--- Text segment ---

The term bonding is used to describe procedures where tooth-colored dental resins and composites are used. Direct bonding techniques can be used to change the shape and color of teeth as well as to close unattractive spaces. It can also be used to repair chipped or broken teeth or even to cover up unsightly stains. Unlike crowns or caps, direct bonding requires only a minimal amount of tooth reduction thus making it a very conservative procedure.
How It Works
After slight preparation, the tooth is etched with a weak phosphoric acid solution to create a more porous and rougher surface for increased bonding strength. Next, a composite (plastic) resin is placed on the tooth and shaped, contoured and hardened with a special curing light. It is then further shaped and highly polished creating a very natural appearance. The procedure usually requires only one visit and is not painful.
How Long It Lasts
The bonded composite has an average life of four to eight years, and often lasts longer depending on how and where in the mouth it is applied and how it is maintained. The area can be touched up and even re-bonded over time as necessary.
Tooth Colored Fillings
Natural tooth-colored fillings have become widely accepted and are often used in place of metallic restorations where aesthetics is a primary concern. There are even studies that show that in some cases, use of certain tooth-colored materials can strengthen a tooth, making it a better choice than the metallic predecessor – amalgam. Two basic types of tooth-colored restorations are used: composite and ceramic.

--- Listed entries ---

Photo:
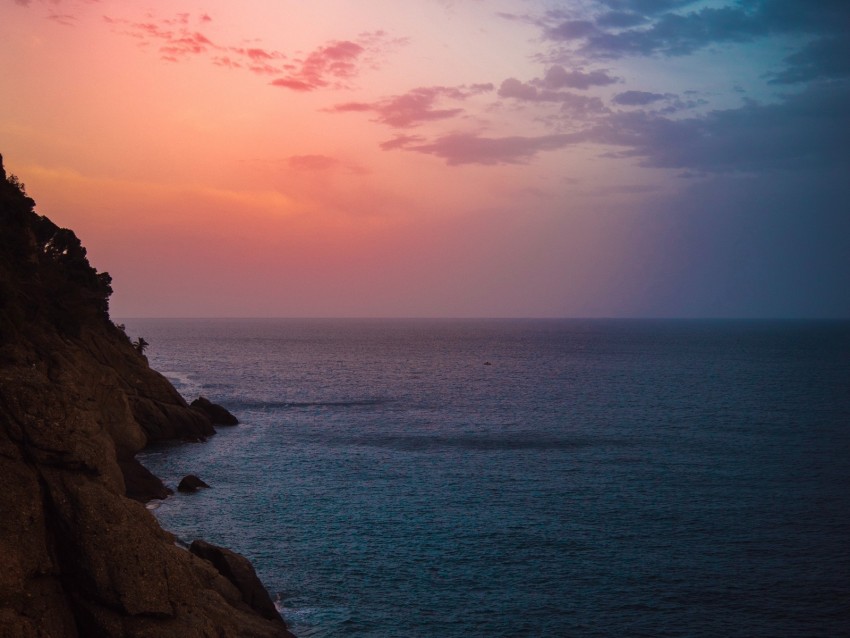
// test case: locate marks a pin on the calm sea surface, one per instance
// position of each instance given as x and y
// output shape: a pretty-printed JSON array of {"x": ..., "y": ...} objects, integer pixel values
[{"x": 458, "y": 479}]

---

### Problem 1
According to the passage on dental bonding, what is the average life of a bonded composite?
### Problem 2
Proceed with the passage on dental bonding from the point where it stops.

### Final answer 1
Four to eight years.

### Final answer 2
Composites have been used for many years however their chemical make-up has changed and improved exponentially. The bonding agents used to make the composites adhere to the tooth have improved just as dramatically. Because of the improvements, the use of composites has become widely accepted by dentists and the indications for their use are more numerous. They are being used to close undesirable spaces, improve the shape, size and color of a tooth, replace an unsightly amalgam restoration, cover abraded or worn areas of a tooth (usually at the gum line) and to cover stains. Composites can also be used to protect thermally sensitive areas and to repair and strengthen broken teeth.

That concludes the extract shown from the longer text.